→ **TO DO**:
Retype all of the entries word for word.

→ **RAW DATA**:
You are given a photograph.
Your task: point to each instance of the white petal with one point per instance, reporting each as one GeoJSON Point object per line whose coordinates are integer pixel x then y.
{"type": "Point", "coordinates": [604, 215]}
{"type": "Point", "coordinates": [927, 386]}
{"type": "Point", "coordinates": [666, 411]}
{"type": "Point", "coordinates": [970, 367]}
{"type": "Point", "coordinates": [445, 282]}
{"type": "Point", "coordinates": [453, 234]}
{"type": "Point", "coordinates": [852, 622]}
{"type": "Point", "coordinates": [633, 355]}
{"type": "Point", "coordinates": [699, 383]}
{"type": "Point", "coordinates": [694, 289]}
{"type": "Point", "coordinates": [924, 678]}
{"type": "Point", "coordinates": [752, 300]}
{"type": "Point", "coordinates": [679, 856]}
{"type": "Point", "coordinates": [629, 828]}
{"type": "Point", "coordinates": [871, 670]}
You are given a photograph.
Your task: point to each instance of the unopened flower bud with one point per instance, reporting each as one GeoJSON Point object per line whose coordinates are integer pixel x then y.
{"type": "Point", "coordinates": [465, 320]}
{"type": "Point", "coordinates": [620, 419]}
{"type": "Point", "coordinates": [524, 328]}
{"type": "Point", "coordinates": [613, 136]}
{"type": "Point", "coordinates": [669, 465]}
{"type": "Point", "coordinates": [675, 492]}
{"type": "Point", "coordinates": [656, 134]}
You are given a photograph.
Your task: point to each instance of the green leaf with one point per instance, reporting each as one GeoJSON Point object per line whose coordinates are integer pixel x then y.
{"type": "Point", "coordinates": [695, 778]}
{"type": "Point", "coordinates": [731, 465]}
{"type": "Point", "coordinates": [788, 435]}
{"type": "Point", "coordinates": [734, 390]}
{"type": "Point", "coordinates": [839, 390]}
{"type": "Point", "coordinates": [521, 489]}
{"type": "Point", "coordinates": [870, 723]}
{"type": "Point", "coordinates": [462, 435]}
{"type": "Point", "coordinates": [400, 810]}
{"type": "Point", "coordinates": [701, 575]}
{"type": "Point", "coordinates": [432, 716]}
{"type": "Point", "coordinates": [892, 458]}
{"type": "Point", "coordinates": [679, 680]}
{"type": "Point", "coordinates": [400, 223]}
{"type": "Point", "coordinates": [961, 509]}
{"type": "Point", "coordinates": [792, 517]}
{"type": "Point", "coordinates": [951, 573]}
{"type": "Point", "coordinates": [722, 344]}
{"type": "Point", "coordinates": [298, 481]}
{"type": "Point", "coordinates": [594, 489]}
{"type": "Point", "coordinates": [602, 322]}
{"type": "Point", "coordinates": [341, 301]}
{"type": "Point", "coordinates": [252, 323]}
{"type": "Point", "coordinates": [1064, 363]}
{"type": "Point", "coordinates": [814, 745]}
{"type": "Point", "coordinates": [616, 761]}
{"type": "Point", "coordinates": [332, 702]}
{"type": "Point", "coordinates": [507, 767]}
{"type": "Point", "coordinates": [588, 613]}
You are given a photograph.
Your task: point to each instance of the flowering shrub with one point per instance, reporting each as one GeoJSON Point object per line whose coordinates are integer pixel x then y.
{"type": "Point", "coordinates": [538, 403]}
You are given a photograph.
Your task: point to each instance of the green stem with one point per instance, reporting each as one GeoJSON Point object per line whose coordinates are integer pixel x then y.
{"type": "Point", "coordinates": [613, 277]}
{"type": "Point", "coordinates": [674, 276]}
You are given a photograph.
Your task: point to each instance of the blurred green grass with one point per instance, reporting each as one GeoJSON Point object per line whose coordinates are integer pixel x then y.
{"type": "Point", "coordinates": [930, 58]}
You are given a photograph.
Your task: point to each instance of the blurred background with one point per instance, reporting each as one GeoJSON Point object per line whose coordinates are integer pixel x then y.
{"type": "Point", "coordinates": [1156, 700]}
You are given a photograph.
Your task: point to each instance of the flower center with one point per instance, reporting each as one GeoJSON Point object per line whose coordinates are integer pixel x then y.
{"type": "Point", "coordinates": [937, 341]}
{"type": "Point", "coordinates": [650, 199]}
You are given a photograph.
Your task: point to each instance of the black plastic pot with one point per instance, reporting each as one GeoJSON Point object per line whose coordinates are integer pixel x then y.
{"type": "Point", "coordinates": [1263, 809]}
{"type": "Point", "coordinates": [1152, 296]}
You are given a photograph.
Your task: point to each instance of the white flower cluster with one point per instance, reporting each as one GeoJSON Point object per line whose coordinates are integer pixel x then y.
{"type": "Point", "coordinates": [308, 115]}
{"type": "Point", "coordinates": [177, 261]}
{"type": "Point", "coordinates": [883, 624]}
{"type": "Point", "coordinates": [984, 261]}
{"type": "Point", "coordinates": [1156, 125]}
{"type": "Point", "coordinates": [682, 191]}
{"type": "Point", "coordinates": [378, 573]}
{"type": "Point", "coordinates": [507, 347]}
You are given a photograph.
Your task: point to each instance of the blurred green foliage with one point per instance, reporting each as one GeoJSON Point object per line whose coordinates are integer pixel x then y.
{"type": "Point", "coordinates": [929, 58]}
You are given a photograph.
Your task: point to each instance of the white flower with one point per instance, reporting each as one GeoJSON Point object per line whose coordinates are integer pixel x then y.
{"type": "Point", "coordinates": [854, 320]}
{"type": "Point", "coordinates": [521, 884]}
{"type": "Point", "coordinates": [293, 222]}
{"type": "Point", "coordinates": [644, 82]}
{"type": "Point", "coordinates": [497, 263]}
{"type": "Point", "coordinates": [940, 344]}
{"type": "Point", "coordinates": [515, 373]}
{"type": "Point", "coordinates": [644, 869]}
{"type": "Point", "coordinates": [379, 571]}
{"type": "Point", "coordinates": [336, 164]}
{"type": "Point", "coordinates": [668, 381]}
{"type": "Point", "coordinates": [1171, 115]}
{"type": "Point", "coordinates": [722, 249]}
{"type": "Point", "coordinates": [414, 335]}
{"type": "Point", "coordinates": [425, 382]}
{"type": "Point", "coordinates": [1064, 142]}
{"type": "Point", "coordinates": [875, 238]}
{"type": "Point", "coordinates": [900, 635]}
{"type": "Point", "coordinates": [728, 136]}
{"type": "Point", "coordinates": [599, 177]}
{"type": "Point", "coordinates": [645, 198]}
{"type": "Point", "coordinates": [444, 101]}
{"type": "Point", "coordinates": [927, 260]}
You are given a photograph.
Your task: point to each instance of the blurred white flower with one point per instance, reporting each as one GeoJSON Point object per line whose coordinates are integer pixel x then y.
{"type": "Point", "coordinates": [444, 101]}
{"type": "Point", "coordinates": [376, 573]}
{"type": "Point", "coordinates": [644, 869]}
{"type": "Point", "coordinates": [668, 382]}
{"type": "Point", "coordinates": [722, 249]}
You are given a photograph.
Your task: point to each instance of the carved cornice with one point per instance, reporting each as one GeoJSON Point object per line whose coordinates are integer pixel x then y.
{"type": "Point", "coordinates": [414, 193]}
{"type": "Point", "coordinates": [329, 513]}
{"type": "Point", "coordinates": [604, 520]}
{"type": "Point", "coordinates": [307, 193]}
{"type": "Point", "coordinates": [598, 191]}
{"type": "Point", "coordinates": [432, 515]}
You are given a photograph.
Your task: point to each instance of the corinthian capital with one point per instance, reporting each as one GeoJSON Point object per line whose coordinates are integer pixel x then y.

→ **EXERCISE ANSWER**:
You are given a photograph.
Your task: point to each instance of the white petal with one point per instance, reporting each as one GeoJSON Point object per line whose coordinates are integer pixel x then y.
{"type": "Point", "coordinates": [604, 215]}
{"type": "Point", "coordinates": [927, 386]}
{"type": "Point", "coordinates": [666, 411]}
{"type": "Point", "coordinates": [970, 367]}
{"type": "Point", "coordinates": [445, 282]}
{"type": "Point", "coordinates": [453, 234]}
{"type": "Point", "coordinates": [852, 622]}
{"type": "Point", "coordinates": [633, 355]}
{"type": "Point", "coordinates": [699, 383]}
{"type": "Point", "coordinates": [694, 289]}
{"type": "Point", "coordinates": [924, 678]}
{"type": "Point", "coordinates": [752, 300]}
{"type": "Point", "coordinates": [679, 856]}
{"type": "Point", "coordinates": [629, 828]}
{"type": "Point", "coordinates": [871, 670]}
You are given a photograph.
Your task: point to each instance of the unopened flower bud with one point per instance, reporting each as one GeoJSON Point object per line whose coordinates are integer pixel x then y.
{"type": "Point", "coordinates": [465, 320]}
{"type": "Point", "coordinates": [620, 419]}
{"type": "Point", "coordinates": [524, 328]}
{"type": "Point", "coordinates": [613, 136]}
{"type": "Point", "coordinates": [669, 465]}
{"type": "Point", "coordinates": [675, 492]}
{"type": "Point", "coordinates": [656, 134]}
You are given a photograph.
Your task: point to each instance of the green leaf with one point per instance, reporting each as one GeoJSON Point object per line whose coordinates are integer pixel x then y.
{"type": "Point", "coordinates": [695, 778]}
{"type": "Point", "coordinates": [731, 465]}
{"type": "Point", "coordinates": [788, 435]}
{"type": "Point", "coordinates": [734, 390]}
{"type": "Point", "coordinates": [839, 390]}
{"type": "Point", "coordinates": [521, 489]}
{"type": "Point", "coordinates": [870, 723]}
{"type": "Point", "coordinates": [462, 435]}
{"type": "Point", "coordinates": [400, 810]}
{"type": "Point", "coordinates": [701, 575]}
{"type": "Point", "coordinates": [432, 716]}
{"type": "Point", "coordinates": [892, 458]}
{"type": "Point", "coordinates": [679, 680]}
{"type": "Point", "coordinates": [400, 223]}
{"type": "Point", "coordinates": [961, 509]}
{"type": "Point", "coordinates": [792, 517]}
{"type": "Point", "coordinates": [951, 573]}
{"type": "Point", "coordinates": [722, 344]}
{"type": "Point", "coordinates": [298, 481]}
{"type": "Point", "coordinates": [594, 489]}
{"type": "Point", "coordinates": [602, 322]}
{"type": "Point", "coordinates": [341, 301]}
{"type": "Point", "coordinates": [252, 323]}
{"type": "Point", "coordinates": [1064, 363]}
{"type": "Point", "coordinates": [814, 745]}
{"type": "Point", "coordinates": [616, 761]}
{"type": "Point", "coordinates": [332, 702]}
{"type": "Point", "coordinates": [507, 767]}
{"type": "Point", "coordinates": [588, 613]}
You are given a photograph.
Your task: point to each instance of the flowering shrub with one point per instance, reporting each as one GeoJSON Point object per line whose coordinates are integer pixel x then y.
{"type": "Point", "coordinates": [538, 403]}
You are given a photograph.
Your task: point to each instance of the green stem with one point per instance, reporting each as one GeoJSON Point object per line whose coordinates are integer pixel x then y.
{"type": "Point", "coordinates": [613, 277]}
{"type": "Point", "coordinates": [674, 276]}
You are given a photograph.
Your task: point to each instance of the blurred green grass with one point per instance, reporting each as one GeoJSON Point object per line whose coordinates are integer pixel x then y.
{"type": "Point", "coordinates": [930, 58]}
You are given a photograph.
Your task: point to each instance of the blurred background with one point per instance, reporting each as one GeoJSON Point object per line whose coordinates are integer pixel x then y.
{"type": "Point", "coordinates": [1156, 700]}
You are given a photograph.
Your task: point to each instance of the flower center with one point per instance, reporting each as one GeoJSON Point object per line whose coordinates are integer pixel x then y.
{"type": "Point", "coordinates": [937, 341]}
{"type": "Point", "coordinates": [650, 199]}
You are given a photograph.
Your task: point to each instance of the black plastic pot with one point per instance, reporting each as one GeoJSON Point object per line whose coordinates are integer pixel x then y.
{"type": "Point", "coordinates": [1263, 809]}
{"type": "Point", "coordinates": [1152, 296]}
You are given a photograph.
Your task: point to each instance of the white flower cluster with one point per instance, reporting each as one GeoJSON Point object per line whose coordinates are integer pixel x then y.
{"type": "Point", "coordinates": [308, 115]}
{"type": "Point", "coordinates": [177, 261]}
{"type": "Point", "coordinates": [883, 624]}
{"type": "Point", "coordinates": [984, 261]}
{"type": "Point", "coordinates": [1156, 125]}
{"type": "Point", "coordinates": [682, 191]}
{"type": "Point", "coordinates": [378, 573]}
{"type": "Point", "coordinates": [507, 347]}
You are given a photograph.
Your task: point to each instance of the blurred green foliage with one point per instance, reporting each as one GeoJSON Point object per line whose coordinates are integer pixel x then y.
{"type": "Point", "coordinates": [929, 58]}
You are given a photograph.
Your task: point to each instance of the white flower with one point per instance, reporting each as one GeoJSON Point object per line whose coordinates are integer pixel x then y.
{"type": "Point", "coordinates": [854, 320]}
{"type": "Point", "coordinates": [521, 884]}
{"type": "Point", "coordinates": [293, 222]}
{"type": "Point", "coordinates": [644, 82]}
{"type": "Point", "coordinates": [497, 263]}
{"type": "Point", "coordinates": [940, 344]}
{"type": "Point", "coordinates": [515, 373]}
{"type": "Point", "coordinates": [644, 869]}
{"type": "Point", "coordinates": [379, 571]}
{"type": "Point", "coordinates": [336, 164]}
{"type": "Point", "coordinates": [668, 381]}
{"type": "Point", "coordinates": [1171, 115]}
{"type": "Point", "coordinates": [722, 249]}
{"type": "Point", "coordinates": [414, 335]}
{"type": "Point", "coordinates": [425, 382]}
{"type": "Point", "coordinates": [1064, 142]}
{"type": "Point", "coordinates": [875, 238]}
{"type": "Point", "coordinates": [900, 635]}
{"type": "Point", "coordinates": [728, 136]}
{"type": "Point", "coordinates": [599, 177]}
{"type": "Point", "coordinates": [645, 198]}
{"type": "Point", "coordinates": [444, 101]}
{"type": "Point", "coordinates": [927, 260]}
You are given a photograph.
Your task: point to each instance of the blurred white flower with one point per instance, reporting each as one GeoJSON Point object per line whose coordinates are integer pixel x then y.
{"type": "Point", "coordinates": [444, 101]}
{"type": "Point", "coordinates": [376, 573]}
{"type": "Point", "coordinates": [644, 869]}
{"type": "Point", "coordinates": [668, 382]}
{"type": "Point", "coordinates": [722, 249]}
You are given a photograph.
Your task: point to each instance of the carved cornice with one point per instance, reporting each as one GeoJSON Point object per line whose coordinates are integer pixel x then y.
{"type": "Point", "coordinates": [414, 193]}
{"type": "Point", "coordinates": [329, 513]}
{"type": "Point", "coordinates": [604, 520]}
{"type": "Point", "coordinates": [307, 193]}
{"type": "Point", "coordinates": [598, 191]}
{"type": "Point", "coordinates": [432, 515]}
You are given a photograph.
Your task: point to each instance of the corinthian capital with one point per instance, reporting each as one GeoJSON Point object per line whose coordinates are integer pixel x then y.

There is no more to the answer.